[EXERCISE PROMPT]: The lines of the records that include "ground" should all be copied.

[SUPPLIED INFORMATION]:
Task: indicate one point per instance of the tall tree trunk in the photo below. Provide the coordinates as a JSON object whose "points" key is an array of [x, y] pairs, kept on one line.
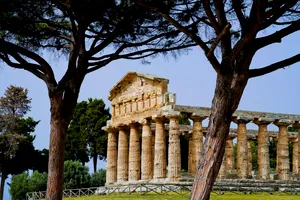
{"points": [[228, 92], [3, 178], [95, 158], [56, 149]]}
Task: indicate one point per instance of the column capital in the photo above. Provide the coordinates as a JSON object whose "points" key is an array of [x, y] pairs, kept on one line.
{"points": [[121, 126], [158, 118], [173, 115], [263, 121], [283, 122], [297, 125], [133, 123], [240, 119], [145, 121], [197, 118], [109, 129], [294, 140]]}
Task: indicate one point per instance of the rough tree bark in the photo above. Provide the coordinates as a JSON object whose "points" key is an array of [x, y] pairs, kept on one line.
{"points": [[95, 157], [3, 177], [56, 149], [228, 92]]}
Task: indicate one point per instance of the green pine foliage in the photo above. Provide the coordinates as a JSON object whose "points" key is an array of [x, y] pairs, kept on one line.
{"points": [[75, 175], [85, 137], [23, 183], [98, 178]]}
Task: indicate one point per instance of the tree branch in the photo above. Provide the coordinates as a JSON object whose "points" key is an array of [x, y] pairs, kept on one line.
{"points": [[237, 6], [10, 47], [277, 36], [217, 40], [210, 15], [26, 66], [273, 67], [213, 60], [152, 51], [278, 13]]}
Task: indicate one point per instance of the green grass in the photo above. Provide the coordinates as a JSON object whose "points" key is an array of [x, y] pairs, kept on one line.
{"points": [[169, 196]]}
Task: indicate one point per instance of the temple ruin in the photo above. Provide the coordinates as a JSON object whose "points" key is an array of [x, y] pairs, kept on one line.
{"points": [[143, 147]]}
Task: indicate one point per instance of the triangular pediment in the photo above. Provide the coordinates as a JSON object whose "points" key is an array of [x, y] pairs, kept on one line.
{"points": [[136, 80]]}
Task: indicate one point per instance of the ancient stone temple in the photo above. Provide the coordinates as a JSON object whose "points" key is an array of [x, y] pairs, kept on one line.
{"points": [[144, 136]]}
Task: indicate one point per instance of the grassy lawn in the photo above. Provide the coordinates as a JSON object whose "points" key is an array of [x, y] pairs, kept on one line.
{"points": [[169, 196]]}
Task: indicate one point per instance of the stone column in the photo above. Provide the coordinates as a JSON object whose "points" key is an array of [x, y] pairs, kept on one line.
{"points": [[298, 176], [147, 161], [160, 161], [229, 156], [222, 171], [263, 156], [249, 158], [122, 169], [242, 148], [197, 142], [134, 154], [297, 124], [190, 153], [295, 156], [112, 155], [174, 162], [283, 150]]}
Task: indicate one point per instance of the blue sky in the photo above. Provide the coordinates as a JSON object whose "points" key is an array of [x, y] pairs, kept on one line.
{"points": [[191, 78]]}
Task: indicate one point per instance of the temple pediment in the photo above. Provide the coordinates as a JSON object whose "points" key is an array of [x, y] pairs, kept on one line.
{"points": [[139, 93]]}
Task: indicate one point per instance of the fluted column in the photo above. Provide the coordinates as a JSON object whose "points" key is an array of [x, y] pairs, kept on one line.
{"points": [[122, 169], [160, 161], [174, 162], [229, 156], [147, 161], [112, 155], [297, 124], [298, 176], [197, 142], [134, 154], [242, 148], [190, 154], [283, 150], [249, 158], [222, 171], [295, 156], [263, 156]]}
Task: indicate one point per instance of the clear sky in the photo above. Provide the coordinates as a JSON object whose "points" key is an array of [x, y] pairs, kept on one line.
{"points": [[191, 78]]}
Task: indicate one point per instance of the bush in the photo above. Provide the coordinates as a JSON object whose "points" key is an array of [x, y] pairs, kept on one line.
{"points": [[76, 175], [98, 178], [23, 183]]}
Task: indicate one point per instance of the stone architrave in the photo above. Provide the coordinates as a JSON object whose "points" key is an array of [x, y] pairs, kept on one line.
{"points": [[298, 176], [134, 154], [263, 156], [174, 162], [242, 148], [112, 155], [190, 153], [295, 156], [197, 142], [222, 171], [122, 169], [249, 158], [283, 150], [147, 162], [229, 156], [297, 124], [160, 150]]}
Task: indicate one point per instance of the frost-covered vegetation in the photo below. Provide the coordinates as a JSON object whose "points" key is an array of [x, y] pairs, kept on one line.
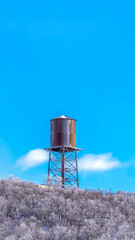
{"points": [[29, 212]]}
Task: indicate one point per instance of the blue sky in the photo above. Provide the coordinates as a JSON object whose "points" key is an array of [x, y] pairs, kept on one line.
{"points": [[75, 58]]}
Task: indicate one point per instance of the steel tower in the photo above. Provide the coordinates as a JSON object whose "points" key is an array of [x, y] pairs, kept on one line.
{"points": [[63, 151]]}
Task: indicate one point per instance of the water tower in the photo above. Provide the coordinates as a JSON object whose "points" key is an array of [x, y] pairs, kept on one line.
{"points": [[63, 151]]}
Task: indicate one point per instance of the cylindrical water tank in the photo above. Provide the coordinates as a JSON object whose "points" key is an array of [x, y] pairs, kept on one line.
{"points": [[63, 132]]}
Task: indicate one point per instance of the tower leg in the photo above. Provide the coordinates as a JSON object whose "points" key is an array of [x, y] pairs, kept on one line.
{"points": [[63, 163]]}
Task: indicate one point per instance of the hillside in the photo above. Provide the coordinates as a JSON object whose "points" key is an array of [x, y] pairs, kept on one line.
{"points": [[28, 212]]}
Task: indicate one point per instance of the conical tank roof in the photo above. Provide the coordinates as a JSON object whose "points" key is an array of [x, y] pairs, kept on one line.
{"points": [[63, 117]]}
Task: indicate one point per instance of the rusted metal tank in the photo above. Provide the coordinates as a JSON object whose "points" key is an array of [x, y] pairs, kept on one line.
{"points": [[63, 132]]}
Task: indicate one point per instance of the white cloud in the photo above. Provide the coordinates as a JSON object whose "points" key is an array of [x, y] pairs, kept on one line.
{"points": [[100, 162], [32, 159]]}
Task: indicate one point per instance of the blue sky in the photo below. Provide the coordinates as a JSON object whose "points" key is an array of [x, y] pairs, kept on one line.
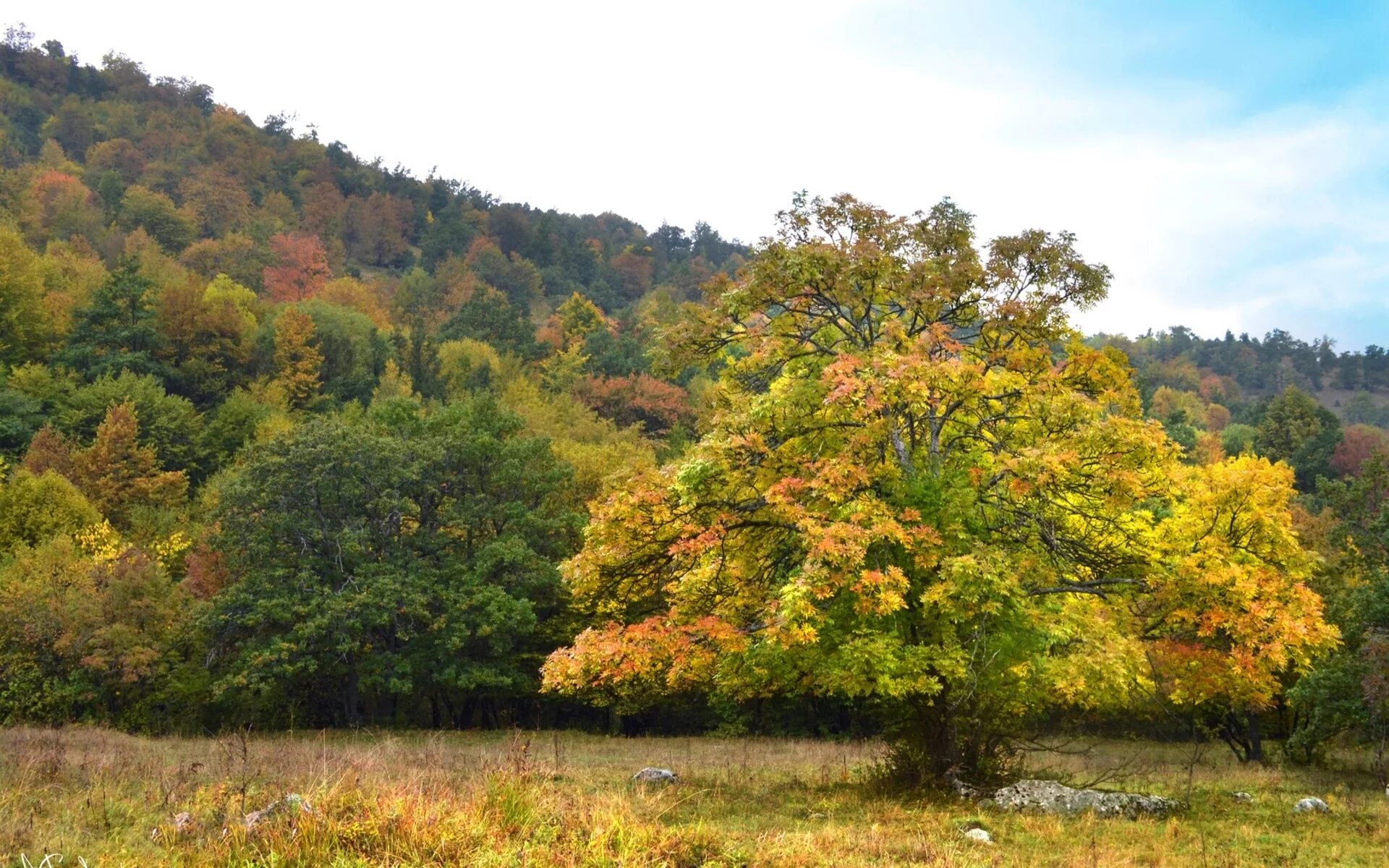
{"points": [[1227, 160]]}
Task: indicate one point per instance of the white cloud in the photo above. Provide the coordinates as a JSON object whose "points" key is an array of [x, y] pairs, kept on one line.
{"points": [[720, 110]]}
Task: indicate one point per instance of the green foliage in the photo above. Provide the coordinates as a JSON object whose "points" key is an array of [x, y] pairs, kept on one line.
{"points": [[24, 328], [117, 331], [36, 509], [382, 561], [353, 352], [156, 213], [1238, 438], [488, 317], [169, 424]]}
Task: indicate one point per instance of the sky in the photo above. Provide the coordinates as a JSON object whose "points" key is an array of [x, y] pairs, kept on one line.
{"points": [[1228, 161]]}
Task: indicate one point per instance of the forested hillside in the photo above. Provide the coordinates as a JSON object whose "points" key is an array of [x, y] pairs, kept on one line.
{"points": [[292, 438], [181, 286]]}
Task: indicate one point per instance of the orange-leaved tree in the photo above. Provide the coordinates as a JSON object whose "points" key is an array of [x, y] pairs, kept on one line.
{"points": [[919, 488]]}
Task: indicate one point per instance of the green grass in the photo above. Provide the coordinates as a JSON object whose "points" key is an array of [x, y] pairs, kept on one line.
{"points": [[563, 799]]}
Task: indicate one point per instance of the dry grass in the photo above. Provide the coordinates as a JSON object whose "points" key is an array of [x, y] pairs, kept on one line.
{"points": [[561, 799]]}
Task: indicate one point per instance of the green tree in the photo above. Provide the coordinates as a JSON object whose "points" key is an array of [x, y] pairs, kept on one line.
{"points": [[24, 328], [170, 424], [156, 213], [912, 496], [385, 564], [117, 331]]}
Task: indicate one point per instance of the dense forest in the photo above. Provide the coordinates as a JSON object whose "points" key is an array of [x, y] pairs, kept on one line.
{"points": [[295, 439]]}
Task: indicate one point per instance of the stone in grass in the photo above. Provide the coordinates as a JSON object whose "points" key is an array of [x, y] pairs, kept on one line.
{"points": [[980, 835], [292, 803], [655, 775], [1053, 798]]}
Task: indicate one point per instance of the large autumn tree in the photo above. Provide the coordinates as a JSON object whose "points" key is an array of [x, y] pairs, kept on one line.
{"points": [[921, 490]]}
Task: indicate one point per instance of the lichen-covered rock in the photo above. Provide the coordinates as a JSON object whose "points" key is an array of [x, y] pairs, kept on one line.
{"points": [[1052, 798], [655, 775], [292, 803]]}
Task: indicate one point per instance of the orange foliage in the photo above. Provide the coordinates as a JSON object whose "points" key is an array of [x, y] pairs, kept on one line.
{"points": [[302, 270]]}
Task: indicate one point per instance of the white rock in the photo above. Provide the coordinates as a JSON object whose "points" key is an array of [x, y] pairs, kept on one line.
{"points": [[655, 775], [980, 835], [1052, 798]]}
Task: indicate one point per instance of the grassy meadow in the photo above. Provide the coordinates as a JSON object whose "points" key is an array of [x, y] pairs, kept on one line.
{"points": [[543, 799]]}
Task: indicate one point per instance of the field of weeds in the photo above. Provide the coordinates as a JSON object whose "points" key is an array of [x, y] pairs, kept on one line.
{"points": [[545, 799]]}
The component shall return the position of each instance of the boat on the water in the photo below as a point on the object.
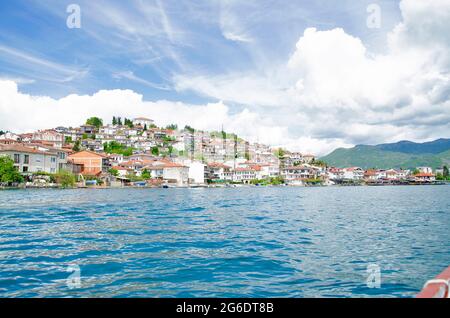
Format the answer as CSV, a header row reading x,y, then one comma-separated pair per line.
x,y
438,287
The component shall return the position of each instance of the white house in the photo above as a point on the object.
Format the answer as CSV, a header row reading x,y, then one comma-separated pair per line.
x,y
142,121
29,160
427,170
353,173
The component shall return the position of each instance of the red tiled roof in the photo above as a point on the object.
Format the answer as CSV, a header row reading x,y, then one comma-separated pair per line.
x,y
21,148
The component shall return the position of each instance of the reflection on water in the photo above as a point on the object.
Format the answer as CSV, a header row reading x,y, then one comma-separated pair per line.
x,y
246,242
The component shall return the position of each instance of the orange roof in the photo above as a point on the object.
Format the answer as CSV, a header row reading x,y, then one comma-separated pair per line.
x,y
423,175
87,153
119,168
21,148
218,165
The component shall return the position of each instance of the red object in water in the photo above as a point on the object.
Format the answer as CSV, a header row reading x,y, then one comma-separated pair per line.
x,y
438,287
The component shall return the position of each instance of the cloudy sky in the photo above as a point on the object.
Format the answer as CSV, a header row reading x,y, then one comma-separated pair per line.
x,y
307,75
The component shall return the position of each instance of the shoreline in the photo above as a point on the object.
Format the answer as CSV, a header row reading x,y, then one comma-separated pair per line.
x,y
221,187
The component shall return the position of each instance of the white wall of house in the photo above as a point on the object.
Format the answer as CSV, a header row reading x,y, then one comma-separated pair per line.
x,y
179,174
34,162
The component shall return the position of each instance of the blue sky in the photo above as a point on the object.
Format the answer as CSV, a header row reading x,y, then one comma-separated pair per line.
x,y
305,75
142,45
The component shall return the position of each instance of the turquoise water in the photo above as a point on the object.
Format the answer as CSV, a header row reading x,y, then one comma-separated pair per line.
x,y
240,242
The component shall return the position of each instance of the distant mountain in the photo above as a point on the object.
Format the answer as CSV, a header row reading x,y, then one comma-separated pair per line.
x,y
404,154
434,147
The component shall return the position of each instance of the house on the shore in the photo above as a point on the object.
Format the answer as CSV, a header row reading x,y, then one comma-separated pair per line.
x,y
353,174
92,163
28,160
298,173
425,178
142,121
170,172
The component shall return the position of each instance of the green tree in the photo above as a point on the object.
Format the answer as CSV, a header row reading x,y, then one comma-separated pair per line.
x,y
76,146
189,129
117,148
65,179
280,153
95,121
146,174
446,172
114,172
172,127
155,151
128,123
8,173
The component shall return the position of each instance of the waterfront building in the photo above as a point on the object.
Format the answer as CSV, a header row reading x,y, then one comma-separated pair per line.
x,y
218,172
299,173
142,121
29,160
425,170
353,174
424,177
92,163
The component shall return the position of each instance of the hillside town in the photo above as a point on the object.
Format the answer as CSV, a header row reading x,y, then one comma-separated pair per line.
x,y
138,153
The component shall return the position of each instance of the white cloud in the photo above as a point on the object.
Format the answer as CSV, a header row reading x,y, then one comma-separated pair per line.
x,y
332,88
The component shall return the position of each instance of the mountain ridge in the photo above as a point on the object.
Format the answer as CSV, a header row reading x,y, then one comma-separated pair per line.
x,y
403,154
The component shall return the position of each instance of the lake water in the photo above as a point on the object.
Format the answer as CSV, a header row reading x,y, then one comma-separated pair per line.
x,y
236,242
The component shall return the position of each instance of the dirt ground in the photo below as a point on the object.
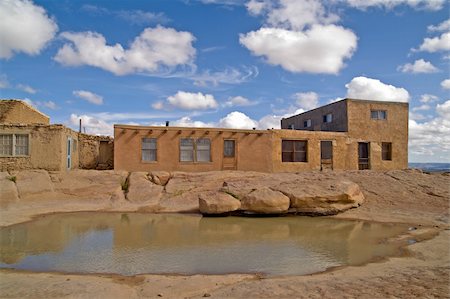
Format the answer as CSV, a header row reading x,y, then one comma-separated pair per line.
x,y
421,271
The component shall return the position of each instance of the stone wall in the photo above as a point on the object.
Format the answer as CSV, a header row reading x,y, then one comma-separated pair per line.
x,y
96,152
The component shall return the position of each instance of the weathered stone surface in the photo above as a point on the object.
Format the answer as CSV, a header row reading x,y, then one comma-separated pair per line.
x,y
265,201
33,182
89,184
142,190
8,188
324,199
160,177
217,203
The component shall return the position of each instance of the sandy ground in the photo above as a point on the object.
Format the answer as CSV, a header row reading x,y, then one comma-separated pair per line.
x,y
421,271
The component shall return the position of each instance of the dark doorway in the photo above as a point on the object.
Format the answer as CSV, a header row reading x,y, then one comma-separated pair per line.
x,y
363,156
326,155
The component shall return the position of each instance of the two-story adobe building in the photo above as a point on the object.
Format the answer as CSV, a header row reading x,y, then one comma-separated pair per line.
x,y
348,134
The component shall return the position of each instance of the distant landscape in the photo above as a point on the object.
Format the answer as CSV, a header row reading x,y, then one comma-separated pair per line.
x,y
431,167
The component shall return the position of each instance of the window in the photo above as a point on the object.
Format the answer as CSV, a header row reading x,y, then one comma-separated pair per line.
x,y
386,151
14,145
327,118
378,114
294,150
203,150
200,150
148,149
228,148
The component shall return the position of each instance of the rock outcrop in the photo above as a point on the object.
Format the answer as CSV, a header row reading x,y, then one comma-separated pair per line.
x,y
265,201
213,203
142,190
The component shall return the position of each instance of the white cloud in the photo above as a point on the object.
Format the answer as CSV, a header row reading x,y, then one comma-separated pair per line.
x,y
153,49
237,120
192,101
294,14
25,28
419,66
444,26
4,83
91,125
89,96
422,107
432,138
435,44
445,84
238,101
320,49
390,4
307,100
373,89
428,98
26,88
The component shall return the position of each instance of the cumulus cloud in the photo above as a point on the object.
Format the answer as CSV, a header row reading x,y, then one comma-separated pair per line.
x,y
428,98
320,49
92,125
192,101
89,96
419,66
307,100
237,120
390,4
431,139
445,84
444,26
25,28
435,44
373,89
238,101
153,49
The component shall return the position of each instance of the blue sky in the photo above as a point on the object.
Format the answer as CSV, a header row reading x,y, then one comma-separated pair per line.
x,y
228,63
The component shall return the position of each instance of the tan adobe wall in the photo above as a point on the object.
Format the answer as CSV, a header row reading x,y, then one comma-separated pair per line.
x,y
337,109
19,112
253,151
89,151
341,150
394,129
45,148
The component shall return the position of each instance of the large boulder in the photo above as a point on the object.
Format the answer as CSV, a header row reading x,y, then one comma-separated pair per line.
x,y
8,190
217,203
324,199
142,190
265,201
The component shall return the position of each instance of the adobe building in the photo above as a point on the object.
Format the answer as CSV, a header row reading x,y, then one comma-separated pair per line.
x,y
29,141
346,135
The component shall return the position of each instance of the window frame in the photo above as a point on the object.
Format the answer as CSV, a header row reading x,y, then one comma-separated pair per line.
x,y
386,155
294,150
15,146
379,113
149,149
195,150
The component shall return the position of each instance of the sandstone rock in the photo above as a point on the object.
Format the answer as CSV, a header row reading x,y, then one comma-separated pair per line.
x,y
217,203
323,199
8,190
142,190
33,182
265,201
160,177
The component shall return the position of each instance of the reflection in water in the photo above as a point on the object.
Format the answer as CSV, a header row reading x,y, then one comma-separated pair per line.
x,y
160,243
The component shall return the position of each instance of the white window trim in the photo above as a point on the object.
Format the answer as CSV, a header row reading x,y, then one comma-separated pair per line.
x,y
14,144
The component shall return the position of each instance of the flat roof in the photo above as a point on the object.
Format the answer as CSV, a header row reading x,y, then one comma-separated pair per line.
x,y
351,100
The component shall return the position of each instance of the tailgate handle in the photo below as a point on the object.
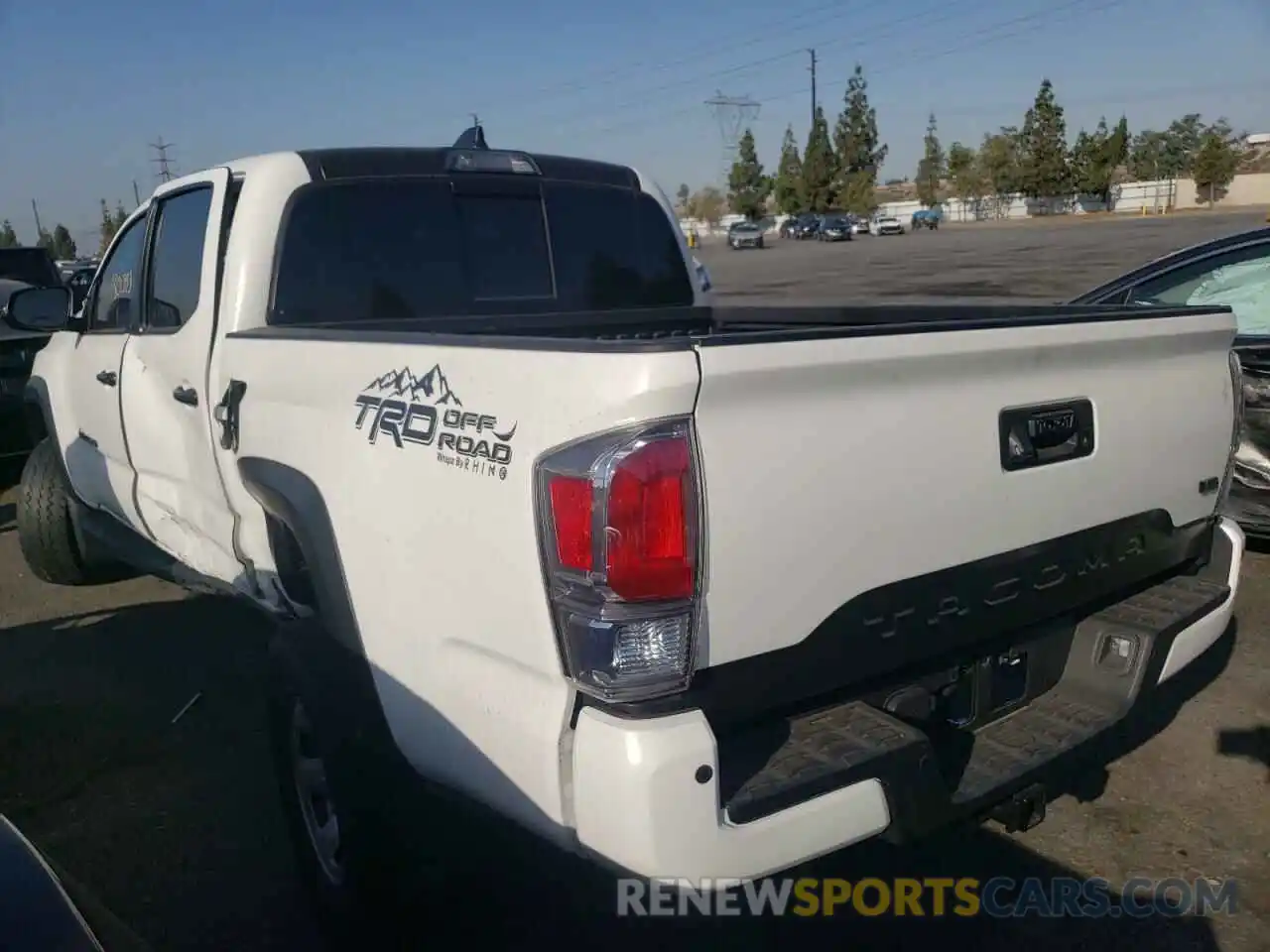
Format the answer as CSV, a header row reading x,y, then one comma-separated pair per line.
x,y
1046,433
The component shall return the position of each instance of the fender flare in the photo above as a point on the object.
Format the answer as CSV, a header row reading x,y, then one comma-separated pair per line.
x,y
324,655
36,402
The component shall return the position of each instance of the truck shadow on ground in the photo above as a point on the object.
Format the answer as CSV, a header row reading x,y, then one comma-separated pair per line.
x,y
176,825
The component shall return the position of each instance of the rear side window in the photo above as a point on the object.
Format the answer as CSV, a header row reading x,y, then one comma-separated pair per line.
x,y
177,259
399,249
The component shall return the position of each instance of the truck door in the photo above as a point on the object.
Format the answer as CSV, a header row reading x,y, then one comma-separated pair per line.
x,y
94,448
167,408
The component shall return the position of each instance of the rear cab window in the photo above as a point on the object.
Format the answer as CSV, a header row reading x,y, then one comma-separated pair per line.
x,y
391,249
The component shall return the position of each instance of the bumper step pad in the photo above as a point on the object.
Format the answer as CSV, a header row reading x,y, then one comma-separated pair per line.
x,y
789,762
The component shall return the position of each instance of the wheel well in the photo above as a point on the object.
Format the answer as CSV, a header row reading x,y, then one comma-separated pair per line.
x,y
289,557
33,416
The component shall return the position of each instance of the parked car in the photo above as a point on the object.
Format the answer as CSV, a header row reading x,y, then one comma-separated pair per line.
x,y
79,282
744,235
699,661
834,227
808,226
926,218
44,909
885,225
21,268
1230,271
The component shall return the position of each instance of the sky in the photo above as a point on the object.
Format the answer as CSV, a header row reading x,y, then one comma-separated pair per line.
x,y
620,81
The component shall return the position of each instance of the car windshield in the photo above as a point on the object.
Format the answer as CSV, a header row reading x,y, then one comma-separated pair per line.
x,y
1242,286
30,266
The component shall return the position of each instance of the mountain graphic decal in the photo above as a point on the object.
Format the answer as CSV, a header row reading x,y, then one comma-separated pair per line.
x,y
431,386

[WRITTEN RESPONSE]:
The component shall return the position of each instance of the dirt ground in the photo below as a point on the object.
The component shall return the position of each instance of the sandy ground in the photo above as a point on the object.
The component shall return the position of each instance of the truck shadow on ground in the photo above as a point on the object.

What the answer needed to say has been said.